## Task
Your job is to transcribe the material exactly, every line included.

## Data for the task
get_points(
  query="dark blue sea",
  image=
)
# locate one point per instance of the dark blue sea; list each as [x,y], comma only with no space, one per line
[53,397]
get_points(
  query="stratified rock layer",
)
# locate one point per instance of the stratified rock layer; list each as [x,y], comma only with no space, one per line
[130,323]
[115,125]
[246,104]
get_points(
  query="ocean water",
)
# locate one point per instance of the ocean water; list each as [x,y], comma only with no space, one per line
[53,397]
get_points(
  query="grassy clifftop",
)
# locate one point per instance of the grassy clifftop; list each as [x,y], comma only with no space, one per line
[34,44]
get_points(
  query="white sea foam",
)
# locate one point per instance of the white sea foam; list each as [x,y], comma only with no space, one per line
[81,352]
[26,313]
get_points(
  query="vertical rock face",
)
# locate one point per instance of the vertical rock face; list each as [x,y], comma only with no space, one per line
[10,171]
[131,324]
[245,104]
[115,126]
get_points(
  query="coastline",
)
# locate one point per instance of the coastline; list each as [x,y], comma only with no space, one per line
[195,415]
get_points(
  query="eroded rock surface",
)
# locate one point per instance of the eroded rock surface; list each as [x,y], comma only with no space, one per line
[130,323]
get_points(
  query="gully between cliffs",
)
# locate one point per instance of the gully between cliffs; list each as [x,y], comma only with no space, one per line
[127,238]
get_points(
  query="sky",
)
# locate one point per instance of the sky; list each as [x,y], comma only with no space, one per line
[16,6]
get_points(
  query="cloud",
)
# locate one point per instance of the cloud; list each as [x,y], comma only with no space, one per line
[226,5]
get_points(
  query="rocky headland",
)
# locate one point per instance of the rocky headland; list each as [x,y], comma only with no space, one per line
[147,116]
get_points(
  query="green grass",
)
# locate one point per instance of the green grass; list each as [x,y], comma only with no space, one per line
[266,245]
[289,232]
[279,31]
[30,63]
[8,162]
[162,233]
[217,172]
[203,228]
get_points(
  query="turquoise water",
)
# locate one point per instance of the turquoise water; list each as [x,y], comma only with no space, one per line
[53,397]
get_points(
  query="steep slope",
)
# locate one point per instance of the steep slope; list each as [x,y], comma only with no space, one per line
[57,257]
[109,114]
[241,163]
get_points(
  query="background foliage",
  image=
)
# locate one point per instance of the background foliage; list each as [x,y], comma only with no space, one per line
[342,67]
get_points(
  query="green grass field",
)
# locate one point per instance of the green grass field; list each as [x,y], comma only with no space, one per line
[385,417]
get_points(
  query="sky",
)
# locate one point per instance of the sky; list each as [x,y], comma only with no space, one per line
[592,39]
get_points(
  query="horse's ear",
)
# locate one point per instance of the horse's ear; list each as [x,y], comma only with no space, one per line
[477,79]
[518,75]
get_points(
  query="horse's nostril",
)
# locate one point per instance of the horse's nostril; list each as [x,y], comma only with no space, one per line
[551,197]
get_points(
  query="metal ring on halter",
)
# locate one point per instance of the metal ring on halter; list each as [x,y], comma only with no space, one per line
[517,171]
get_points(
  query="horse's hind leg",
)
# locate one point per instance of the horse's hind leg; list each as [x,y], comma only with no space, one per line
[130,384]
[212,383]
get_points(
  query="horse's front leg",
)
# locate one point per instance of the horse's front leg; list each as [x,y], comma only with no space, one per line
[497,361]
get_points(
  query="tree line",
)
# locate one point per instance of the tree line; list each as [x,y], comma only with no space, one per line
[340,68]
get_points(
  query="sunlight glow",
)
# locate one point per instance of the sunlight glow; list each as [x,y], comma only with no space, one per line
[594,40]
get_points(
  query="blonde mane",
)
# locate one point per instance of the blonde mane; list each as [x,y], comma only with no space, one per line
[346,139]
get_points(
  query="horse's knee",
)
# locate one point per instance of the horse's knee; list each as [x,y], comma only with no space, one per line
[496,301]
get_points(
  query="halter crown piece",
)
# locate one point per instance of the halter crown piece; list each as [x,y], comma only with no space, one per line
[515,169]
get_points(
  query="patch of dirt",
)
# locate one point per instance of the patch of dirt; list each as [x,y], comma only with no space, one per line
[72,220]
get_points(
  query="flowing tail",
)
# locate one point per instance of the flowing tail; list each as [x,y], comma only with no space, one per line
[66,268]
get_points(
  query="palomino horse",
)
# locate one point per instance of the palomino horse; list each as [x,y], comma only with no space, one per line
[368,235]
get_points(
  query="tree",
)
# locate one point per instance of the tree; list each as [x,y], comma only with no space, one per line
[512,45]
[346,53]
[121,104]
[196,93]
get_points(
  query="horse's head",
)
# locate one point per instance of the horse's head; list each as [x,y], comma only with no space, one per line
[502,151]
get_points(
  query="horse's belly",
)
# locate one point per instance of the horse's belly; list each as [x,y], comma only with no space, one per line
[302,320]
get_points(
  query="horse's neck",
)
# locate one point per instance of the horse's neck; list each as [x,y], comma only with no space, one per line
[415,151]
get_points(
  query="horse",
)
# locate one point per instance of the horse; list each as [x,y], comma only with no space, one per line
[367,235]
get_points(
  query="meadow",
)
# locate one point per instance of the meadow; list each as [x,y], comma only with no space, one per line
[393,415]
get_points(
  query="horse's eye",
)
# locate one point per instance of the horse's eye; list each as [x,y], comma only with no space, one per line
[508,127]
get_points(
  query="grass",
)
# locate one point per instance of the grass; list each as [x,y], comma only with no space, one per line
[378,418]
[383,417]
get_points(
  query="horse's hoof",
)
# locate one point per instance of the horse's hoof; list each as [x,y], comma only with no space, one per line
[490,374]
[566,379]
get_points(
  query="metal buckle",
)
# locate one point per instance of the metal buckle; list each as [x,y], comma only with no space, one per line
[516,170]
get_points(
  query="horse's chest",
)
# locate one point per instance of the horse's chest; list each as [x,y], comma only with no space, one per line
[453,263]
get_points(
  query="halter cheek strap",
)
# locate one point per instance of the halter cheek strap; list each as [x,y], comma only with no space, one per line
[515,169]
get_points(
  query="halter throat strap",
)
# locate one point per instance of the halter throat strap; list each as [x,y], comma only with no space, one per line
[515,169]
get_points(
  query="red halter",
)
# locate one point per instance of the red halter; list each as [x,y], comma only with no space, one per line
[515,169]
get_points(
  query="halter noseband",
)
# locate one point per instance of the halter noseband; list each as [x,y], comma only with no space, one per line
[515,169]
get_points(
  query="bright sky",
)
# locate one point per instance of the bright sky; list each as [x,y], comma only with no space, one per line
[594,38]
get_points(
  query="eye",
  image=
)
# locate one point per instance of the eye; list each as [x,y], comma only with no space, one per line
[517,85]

## Output for this task
get_points(
  query="dark blue sea",
  image=
)
# locate one point per instance of the dark blue sea; list each as [x,y], comma only with no space, one per line
[53,397]
get_points(
  query="stratified rock layer",
)
# locate one point per instance of the stratified rock layer; list each as [x,y], comma only with no space, one per line
[130,323]
[115,125]
[246,104]
get_points(
  query="ocean water",
)
# locate one point per instance of the ocean water; list each as [x,y], comma only with no space, one per line
[53,397]
get_points(
  query="grassy clifftop",
)
# locate one point per instance of the grassy clifftop; list each as [x,y], comma only with no space, one per line
[34,44]
get_points(
  query="white sea foam",
)
# locate one point per instance of the white sea foam; list each as [x,y], comma only with no space, one per line
[81,352]
[26,313]
get_points(
  query="vertical rock face",
)
# locate one point per instance of the vertical rock face; list each as [x,y], comma only with no space, one per line
[10,171]
[131,324]
[245,104]
[115,126]
get_points(
  query="coastline",
)
# locate one point per instance of the coastline; list each as [x,y], comma only with no space, one per line
[195,415]
get_points(
  query="eroded rock surface",
)
# locate one point per instance of the eroded rock surface; list each as [x,y], comma only with no space, one per line
[130,323]
get_points(
  query="gully between cliffs",
)
# locate one point per instance of the gully between cliffs; list each as [x,y], comma only with no space, one per line
[127,238]
get_points(
  query="sky",
)
# locate one point per instance of the sky; list each as [x,y], comma only with no space, one per line
[16,6]
get_points(
  query="cloud",
)
# locate one point per instance of the cloud; list each as [x,y], comma only with no space, one per line
[226,5]
get_points(
  query="rocky headland",
)
# locate one point per instance of the rocky headland; list each as [x,y], comma only with no space, one per line
[147,116]
get_points(
  query="green grass",
)
# locate one point per instance of the green grass; list each as [x,y], comma only with no space, one per line
[266,245]
[289,232]
[279,31]
[30,63]
[8,162]
[162,233]
[217,172]
[203,228]
get_points(
  query="turquoise water",
)
# locate one point per instance of the turquoise water; list each as [x,y], comma only with no space, one per line
[53,397]
get_points(
  query="steep slope",
)
# locate one point per instance of the steep slope; list each as [x,y], comma only with no space, one per line
[57,257]
[109,114]
[241,163]
get_points(
  query="background foliage",
  image=
)
# locate one point per instance of the background foliage; list each as [x,y], comma only with no space, one per line
[342,67]
get_points(
  query="green grass field",
)
# locate one point per instance of the green grass field; list each as [x,y], comma only with no space, one per line
[385,417]
get_points(
  query="sky",
)
# locate one point per instance of the sky; list each as [x,y], comma only with no space, one per line
[592,39]
get_points(
  query="horse's ear",
)
# locate one point per instance of the horse's ear; list each as [x,y], comma only with no space, one per line
[477,79]
[518,75]
get_points(
  query="horse's nostril",
)
# locate one point per instance of the horse's nostril; list each as [x,y], comma only with no space, one per line
[551,197]
get_points(
  query="metal ring on halter",
)
# locate one point per instance of the metal ring on halter; list each as [x,y], comma only with no space, one per line
[517,171]
get_points(
  query="horse's hind leg",
)
# locate one point per instance of the horse's hind leg; list each as [x,y], comma only with no space, one per line
[130,384]
[212,383]
get_points(
  query="horse's front leg",
)
# locate one point per instance of the horse's front leg; list each as [x,y], comma only with no space, one per line
[497,361]
get_points(
  query="tree line",
)
# locate one point per instance of the tree line; list each as [x,y], comma only with no space, one per line
[340,68]
get_points(
  query="sunlight glow",
)
# locate one point per instance of the sunlight glow; list each as [x,y], comma only with no space, one per line
[594,40]
get_points(
  query="blonde mane",
)
# locate one point per instance of the blonde mane; list each as [x,y], comma only with no space, one per line
[346,139]
get_points(
  query="horse's knee",
)
# locate one point per instance of the horse's knee; list each as [x,y], comma only with no space, one per line
[496,301]
get_points(
  query="halter crown piece",
)
# locate one point per instance of the halter crown piece; list each as [x,y], comma only with no space, one per line
[515,169]
get_points(
  query="patch of dirt",
)
# locate one point per instance of the patch of dirt; list each as [x,y], comma only with no space, one per line
[72,220]
get_points(
  query="flowing tail",
)
# locate one point per instance of the flowing tail; list each as [x,y], comma only with no space, one per line
[66,268]
get_points(
  query="palomino horse",
)
# locate one point per instance of the palomino horse; list each as [x,y], comma only with no space, one per line
[368,235]
get_points(
  query="tree",
)
# locate one point per instance of the tree; list each as [x,y], comma only with no space, one per line
[512,45]
[346,53]
[121,104]
[196,93]
get_points(
  query="horse's head",
)
# locate one point per instance of the horse's head; list each as [x,y], comma only with no space, one per line
[502,151]
get_points(
  query="horse's belly",
)
# locate one point per instance of the horse's belly; list each as [x,y], comma only with no space, one per line
[302,320]
get_points(
  query="horse's neck",
)
# locate one point per instance of the horse's neck; list each as [x,y], comma only with no space, one per line
[415,151]
get_points(
  query="horse",
)
# locate one point per instance of the horse; list each as [x,y], comma only with no space, one per line
[367,235]
get_points(
  query="meadow",
)
# locate one point per instance of the meadow; list each as [x,y], comma only with no space, one per line
[393,415]
get_points(
  query="horse's eye",
)
# locate one point per instance of the horse's eye; list each as [x,y], comma only with no space, one per line
[508,127]
get_points(
  query="grass",
)
# locate one point per instance of the grass; list each as [x,y], comma only with no space, one per line
[378,418]
[383,417]
get_points(
  query="horse's hoof",
)
# locate one point per instance of the horse's hoof; list each as [x,y], comma only with no space, one per line
[490,374]
[566,379]
get_points(
  query="metal buckle",
)
# locate one point per instance of the metal buckle; list each as [x,y], comma only with no space, one per line
[516,170]
get_points(
  query="horse's chest",
)
# locate one point per instance of the horse's chest; list each as [x,y], comma only with no space, one per line
[453,263]
get_points(
  query="halter cheek strap",
)
# locate one point per instance of the halter cheek strap; list each as [x,y], comma only with no space, one per line
[515,169]
get_points(
  query="halter throat strap",
)
# locate one point per instance of the halter throat strap; list each as [x,y], comma only with no space, one per line
[515,169]
get_points(
  query="red halter",
)
# locate one point per instance of the red halter; list each as [x,y], comma only with no space, one per line
[515,169]
get_points(
  query="halter noseband",
)
# locate one point per instance of the halter noseband; list each as [x,y], comma only with no space, one per line
[515,169]
get_points(
  query="bright sky",
)
# locate one point per instance of the bright sky; list each as [x,y], comma only with no space, one per line
[594,38]
get_points(
  query="eye",
  image=
)
# locate one point per instance of the eye; list each as [x,y], comma only with no space, one per line
[517,85]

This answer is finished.